Recopiez, s'il vous plaît, le texte sur l'écologie et l'économie en commençant aux mots « C'est le point » et en vous arrêtant après « ces nouvelles contraintes. ». Remplacez-y « géographes » par « savants ».

**** Texte à lire

L'écologie ne va pas pénétrer l'économie par le biais des populations mais plutôt par la question énergétique dégagée par Sadi Carnot (1824) et posée par Jevons dans "The Coal Question" (1865) ou Augustin Cournot (1872) voyant une limite à l'exploitation des mines et Joseph Fourier (1827) annonçant déjà le réchauffement de la planète. Une intégration de la question énergétique au marxisme a été tentée par Sergueï Podolonsky qui montre que le travail produit de l'énergie et surtout accroît son accumulation (1880). Patrick Geddes (1884) double le tableau économique de Quesnay d'un tableau écologique des bilans matière mettant en évidence les déperditions énergétiques. On est là de nouveau très proche de la théorie des systèmes et des analyses d'input-output.
C'est le point que je voulais souligner. A la fois que la théorie des systèmes n'est qu'une formalisation d'idées plus anciennes et qu'elle caractérise bien l'économie de marché comme l'écologie, pour la raison que l'économie a trouvé dans l'écologie son modèle, alors même qu'elle se constituait en champ autonome et fermé, séparé de tout substrat non monétaire. Le retour du refoulé écologique s'impose par l'épuisement des ressources et les destructions de l'environnement, tout ce qu'on appelle les "externalités négatives". Dès 1850 des géographes surtout (comme Elisée Reclus 1868, Friedrich Ratzel 1882) vont dénoncer les destructions de l'environnement et Jean Brunhes (1910) développe la notion de Raubwirtschaft, d'économie destructrice. A partir de là, l'économie devra tenter de donner des réponses, d'intégrer ces nouvelles contraintes.

********
**** Données fournies

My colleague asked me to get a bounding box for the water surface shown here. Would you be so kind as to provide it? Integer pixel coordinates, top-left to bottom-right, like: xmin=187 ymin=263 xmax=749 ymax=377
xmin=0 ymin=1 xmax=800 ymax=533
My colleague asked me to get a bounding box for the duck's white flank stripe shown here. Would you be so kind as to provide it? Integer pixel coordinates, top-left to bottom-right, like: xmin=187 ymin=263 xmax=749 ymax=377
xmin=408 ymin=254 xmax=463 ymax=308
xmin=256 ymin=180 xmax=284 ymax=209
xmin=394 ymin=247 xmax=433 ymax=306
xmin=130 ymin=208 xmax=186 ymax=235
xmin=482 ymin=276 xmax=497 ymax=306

********

*Réponse rédigée*
C'est le point que je voulais souligner. A la fois que la théorie des systèmes n'est qu'une formalisation d'idées plus anciennes et qu'elle caractérise bien l'économie de marché comme l'écologie, pour la raison que l'économie a trouvé dans l'écologie son modèle, alors même qu'elle se constituait en champ autonome et fermé, séparé de tout substrat non monétaire. Le retour du refoulé écologique s'impose par l'épuisement des ressources et les destructions de l'environnement, tout ce qu'on appelle les "externalités négatives". Dès 1850 des savants surtout (comme Elisée Reclus 1868, Friedrich Ratzel 1882) vont dénoncer les destructions de l'environnement et Jean Brunhes (1910) développe la notion de Raubwirtschaft, d'économie destructrice. A partir de là, l'économie devra tenter de donner des réponses, d'intégrer ces nouvelles contraintes.